### WHAT THIS TASK INVOLVES
Copy the data precisely, keeping every character.

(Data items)
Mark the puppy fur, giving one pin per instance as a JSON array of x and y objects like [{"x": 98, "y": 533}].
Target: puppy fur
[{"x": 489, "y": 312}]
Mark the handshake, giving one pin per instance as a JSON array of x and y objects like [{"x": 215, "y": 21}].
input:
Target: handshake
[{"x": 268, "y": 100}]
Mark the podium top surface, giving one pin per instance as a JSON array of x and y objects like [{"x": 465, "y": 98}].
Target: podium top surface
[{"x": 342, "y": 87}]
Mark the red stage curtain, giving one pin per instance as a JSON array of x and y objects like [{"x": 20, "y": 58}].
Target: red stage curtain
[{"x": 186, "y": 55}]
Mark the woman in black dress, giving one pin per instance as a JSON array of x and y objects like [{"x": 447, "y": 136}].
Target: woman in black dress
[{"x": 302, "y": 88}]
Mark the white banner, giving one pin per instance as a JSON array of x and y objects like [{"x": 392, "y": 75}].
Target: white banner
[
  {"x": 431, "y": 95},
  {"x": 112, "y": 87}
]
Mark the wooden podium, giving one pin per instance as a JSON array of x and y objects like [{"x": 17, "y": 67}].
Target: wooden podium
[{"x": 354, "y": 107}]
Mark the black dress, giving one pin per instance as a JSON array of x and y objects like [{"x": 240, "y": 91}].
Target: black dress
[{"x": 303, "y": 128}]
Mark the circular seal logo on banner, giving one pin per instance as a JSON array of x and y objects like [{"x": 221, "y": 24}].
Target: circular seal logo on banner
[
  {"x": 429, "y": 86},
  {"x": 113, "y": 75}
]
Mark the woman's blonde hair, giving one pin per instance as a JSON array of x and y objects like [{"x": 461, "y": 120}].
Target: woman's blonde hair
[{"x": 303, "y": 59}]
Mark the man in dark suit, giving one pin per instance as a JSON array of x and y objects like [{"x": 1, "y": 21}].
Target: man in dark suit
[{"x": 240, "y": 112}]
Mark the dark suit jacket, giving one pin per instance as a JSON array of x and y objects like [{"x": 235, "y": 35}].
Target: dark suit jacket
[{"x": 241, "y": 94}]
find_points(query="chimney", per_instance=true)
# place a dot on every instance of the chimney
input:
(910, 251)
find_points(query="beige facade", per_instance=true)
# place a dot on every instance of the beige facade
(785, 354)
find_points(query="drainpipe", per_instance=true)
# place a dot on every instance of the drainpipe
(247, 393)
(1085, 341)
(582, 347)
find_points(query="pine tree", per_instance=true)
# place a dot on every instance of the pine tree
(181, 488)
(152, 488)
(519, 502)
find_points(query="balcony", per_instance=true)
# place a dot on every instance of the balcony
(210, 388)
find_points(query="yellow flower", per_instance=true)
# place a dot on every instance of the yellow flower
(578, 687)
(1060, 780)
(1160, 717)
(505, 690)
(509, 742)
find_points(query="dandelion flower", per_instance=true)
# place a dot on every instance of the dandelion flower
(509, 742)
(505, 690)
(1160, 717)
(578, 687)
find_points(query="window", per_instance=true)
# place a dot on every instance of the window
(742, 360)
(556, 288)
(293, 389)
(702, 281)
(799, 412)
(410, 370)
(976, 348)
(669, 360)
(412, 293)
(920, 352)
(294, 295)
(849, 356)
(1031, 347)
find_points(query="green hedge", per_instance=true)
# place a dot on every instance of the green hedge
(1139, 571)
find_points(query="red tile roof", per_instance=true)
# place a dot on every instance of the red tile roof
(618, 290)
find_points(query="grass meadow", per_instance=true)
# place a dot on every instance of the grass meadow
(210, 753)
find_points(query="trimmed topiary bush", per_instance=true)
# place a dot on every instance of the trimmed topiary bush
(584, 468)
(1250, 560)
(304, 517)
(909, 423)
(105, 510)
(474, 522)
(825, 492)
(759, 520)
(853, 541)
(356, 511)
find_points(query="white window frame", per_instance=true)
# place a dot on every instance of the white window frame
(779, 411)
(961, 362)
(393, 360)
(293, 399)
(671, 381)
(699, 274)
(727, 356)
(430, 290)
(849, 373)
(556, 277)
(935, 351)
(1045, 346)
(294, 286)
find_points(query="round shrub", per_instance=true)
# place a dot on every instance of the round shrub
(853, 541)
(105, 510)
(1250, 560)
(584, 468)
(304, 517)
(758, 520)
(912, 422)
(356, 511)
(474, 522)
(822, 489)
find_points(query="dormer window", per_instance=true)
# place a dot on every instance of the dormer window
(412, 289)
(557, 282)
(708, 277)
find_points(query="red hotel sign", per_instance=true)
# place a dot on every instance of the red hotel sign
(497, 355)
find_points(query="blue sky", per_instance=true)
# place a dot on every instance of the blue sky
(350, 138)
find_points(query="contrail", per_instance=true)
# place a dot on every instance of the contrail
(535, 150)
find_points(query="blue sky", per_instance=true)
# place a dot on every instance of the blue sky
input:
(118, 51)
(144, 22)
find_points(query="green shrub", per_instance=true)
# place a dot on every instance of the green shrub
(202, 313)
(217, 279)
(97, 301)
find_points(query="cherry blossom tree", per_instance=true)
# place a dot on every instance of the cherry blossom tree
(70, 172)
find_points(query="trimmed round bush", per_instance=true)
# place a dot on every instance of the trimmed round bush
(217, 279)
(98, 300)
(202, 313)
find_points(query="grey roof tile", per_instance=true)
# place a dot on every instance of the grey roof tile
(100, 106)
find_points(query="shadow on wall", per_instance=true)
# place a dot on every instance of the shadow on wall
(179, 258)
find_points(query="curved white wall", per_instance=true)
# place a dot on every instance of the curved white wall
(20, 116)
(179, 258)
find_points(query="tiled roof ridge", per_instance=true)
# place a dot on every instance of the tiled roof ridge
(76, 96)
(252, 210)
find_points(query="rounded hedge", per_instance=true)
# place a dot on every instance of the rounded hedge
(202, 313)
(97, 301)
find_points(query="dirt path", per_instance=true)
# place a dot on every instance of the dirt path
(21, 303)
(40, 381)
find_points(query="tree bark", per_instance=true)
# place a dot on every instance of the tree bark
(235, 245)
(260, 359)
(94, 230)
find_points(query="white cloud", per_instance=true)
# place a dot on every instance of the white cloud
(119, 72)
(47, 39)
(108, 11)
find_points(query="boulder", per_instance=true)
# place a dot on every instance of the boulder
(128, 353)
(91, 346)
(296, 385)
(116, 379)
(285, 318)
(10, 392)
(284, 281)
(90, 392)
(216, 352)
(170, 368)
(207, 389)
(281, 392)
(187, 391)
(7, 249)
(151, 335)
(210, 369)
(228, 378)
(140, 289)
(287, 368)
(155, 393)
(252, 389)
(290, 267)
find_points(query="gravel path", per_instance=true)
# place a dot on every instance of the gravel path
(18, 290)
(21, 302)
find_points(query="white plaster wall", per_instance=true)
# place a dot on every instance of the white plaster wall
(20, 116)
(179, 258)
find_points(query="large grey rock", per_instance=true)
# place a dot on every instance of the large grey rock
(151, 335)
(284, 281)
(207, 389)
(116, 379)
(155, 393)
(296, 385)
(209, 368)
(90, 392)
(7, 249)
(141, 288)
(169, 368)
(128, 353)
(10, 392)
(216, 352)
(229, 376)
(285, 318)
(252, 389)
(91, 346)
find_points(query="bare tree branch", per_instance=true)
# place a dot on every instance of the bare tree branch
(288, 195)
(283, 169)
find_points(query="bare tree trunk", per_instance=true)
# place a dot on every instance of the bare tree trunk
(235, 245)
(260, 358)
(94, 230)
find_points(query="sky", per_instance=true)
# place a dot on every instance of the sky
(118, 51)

### RESULT
Mark the puppy fur, giving one pin per instance as a JSON array of x and y objects like [{"x": 98, "y": 533}].
Target: puppy fur
[{"x": 489, "y": 312}]
Mark the handshake, giving one pin per instance as a JSON array of x and y objects like [{"x": 215, "y": 21}].
input:
Target: handshake
[{"x": 268, "y": 100}]
Mark the podium top surface, giving one pin per instance as a JSON array of x and y objects like [{"x": 465, "y": 98}].
Target: podium top surface
[{"x": 342, "y": 87}]
Mark the red stage curtain, giving one pin per instance as a JSON array of x and y objects like [{"x": 20, "y": 58}].
Target: red stage curtain
[{"x": 186, "y": 55}]
Mark the woman in black dress, giving one pin per instance as a JSON array of x and y objects like [{"x": 447, "y": 136}].
Target: woman in black dress
[{"x": 302, "y": 88}]
Mark the white banner, giving one pin per instance as a JSON array of x and y objects like [{"x": 392, "y": 75}].
Target: white banner
[
  {"x": 431, "y": 95},
  {"x": 112, "y": 87}
]
Mark the wooden podium, giving one pin per instance as a JSON array of x and y objects like [{"x": 17, "y": 67}].
Target: wooden podium
[{"x": 354, "y": 107}]
Mark the black dress, giving one pin per instance as a JSON array of x and y objects like [{"x": 240, "y": 91}].
Target: black dress
[{"x": 303, "y": 128}]
Mark the circular seal logo on banner, giving one pin per instance as a JSON array of x and y objects like [{"x": 221, "y": 24}].
Target: circular seal logo on banner
[
  {"x": 429, "y": 86},
  {"x": 113, "y": 75}
]
Mark the woman's blonde hair, giving one pin per instance as a JSON array of x and y objects like [{"x": 461, "y": 120}].
Target: woman's blonde hair
[{"x": 303, "y": 59}]
Mark the man in dark suit, giving one pin per instance as a JSON array of x and y objects like [{"x": 1, "y": 21}].
Target: man in dark suit
[{"x": 240, "y": 112}]
Mark the dark suit jacket, giving one pin per instance as a JSON array of x and y objects like [{"x": 235, "y": 35}].
Target: dark suit jacket
[{"x": 241, "y": 94}]
find_points(query="chimney", per_instance=true)
# place a dot on every instance of the chimney
input:
(910, 251)
find_points(query="beige facade", per_instance=true)
# place a dot on every instance of the beige facade
(785, 354)
find_points(query="drainpipe", per_instance=true)
# place a dot on every instance of the drainpipe
(247, 393)
(1085, 341)
(582, 347)
find_points(query="pine tree", per_instance=true)
# place a dot on every instance of the pine tree
(181, 488)
(152, 488)
(519, 502)
find_points(query="balcony", per_instance=true)
# place a dot on every instance of the balcony
(210, 388)
find_points(query="yellow flower", per_instance=true)
# place a dot on every instance of the yellow flower
(578, 687)
(1060, 780)
(1160, 717)
(505, 690)
(509, 742)
find_points(query="dandelion flower", per_instance=true)
# place a dot on every instance of the dandelion flower
(509, 742)
(505, 690)
(1160, 717)
(578, 687)
find_points(query="window", per_instance=true)
# place a dot on every instance of the window
(742, 360)
(556, 288)
(293, 389)
(702, 281)
(799, 412)
(410, 370)
(976, 348)
(669, 360)
(412, 293)
(920, 352)
(294, 295)
(849, 356)
(1031, 347)
find_points(query="green hedge", per_instance=true)
# place a dot on every instance of the green hedge
(1139, 571)
find_points(query="red tile roof", per_instance=true)
# place a dot on every instance of the red tile roof
(618, 290)
find_points(query="grass meadow", per_instance=true)
# place a dot on every instance of the grass meadow
(210, 753)
find_points(query="trimmed topiary bush", per_instance=true)
# place a dot on every instance of the trimmed topiary bush
(584, 468)
(1250, 560)
(304, 517)
(909, 423)
(105, 510)
(474, 522)
(825, 492)
(759, 520)
(853, 541)
(356, 511)
find_points(query="white window frame", per_instance=true)
# place a dot on every instance of the white window frame
(779, 411)
(961, 362)
(393, 360)
(293, 399)
(671, 381)
(699, 274)
(727, 356)
(430, 290)
(849, 373)
(556, 277)
(935, 351)
(1045, 346)
(294, 286)
find_points(query="round shrub", per_instance=true)
# place a dot on every instance of the round shrub
(853, 541)
(105, 510)
(1250, 560)
(584, 468)
(304, 517)
(758, 520)
(912, 422)
(356, 511)
(474, 522)
(822, 489)
find_points(query="dormer window", per_instance=true)
# place a dot on every instance of the dormer window
(412, 289)
(557, 282)
(708, 277)
find_points(query="red hotel sign", per_instance=true)
# place a dot on every instance of the red hotel sign
(497, 355)
find_points(query="blue sky", per_instance=true)
# place a dot on every instance of the blue sky
(350, 138)
find_points(query="contrail", per_instance=true)
# place a dot on every instance of the contrail
(535, 150)
find_points(query="blue sky", per_instance=true)
# place a dot on every instance of the blue sky
input:
(118, 51)
(144, 22)
find_points(query="green shrub", per_instance=true)
# place a dot on every instance of the green shrub
(202, 313)
(217, 279)
(97, 301)
find_points(query="cherry blossom tree", per_instance=true)
# place a dot on every instance of the cherry blossom tree
(70, 172)
find_points(query="trimmed round bush", per_instance=true)
# place a dot on every instance of the trimmed round bush
(217, 279)
(98, 300)
(202, 313)
find_points(query="grey roof tile", per_instance=true)
# place a dot on every instance of the grey roof tile
(100, 106)
find_points(query="shadow on wall", per_instance=true)
# place a dot on every instance of the shadow on wall
(179, 258)
find_points(query="curved white wall", per_instance=true)
# place a dot on every instance of the curved white wall
(20, 116)
(179, 258)
find_points(query="tiled roof ridge", per_instance=true)
# place a dot on every instance of the tiled roof ridge
(76, 96)
(252, 210)
find_points(query="rounded hedge", per_instance=true)
# place a dot on every instance of the rounded hedge
(202, 313)
(97, 301)
find_points(query="dirt path", per_instance=true)
# place a dot on every instance of the dirt path
(21, 303)
(40, 381)
find_points(query="tree bark", per_instance=true)
# place a dot on every instance of the tree bark
(235, 245)
(260, 359)
(94, 230)
find_points(query="white cloud", per_instance=true)
# place a dot on every instance of the white cloud
(119, 72)
(47, 39)
(108, 11)
find_points(query="boulder", per_instance=true)
# place a dot on every instance of the boulder
(128, 353)
(91, 346)
(296, 385)
(116, 379)
(285, 318)
(10, 392)
(284, 281)
(90, 392)
(216, 352)
(170, 368)
(207, 389)
(281, 392)
(187, 391)
(7, 249)
(151, 335)
(210, 369)
(228, 378)
(140, 289)
(287, 368)
(155, 393)
(252, 389)
(290, 267)
find_points(query="gravel path", per_instance=true)
# place a dot on every instance of the gravel path
(18, 290)
(21, 302)
find_points(query="white plaster wall", per_instance=true)
# place a dot on every instance of the white plaster wall
(20, 116)
(179, 258)
find_points(query="large grey rock", per_instance=true)
# place a dot on every instance of the large grey rock
(151, 335)
(284, 281)
(207, 389)
(116, 379)
(155, 393)
(296, 385)
(209, 368)
(90, 392)
(7, 249)
(141, 288)
(169, 368)
(128, 353)
(10, 392)
(216, 352)
(229, 376)
(285, 318)
(252, 389)
(91, 346)
find_points(query="bare tree branch", per_instance=true)
# place a dot on every instance of the bare tree branch
(288, 195)
(283, 169)
find_points(query="bare tree trunk", per_instance=true)
# place a dot on every instance of the bare tree trunk
(235, 245)
(260, 358)
(94, 230)
find_points(query="sky", per_instance=true)
# place a dot on every instance of the sky
(118, 51)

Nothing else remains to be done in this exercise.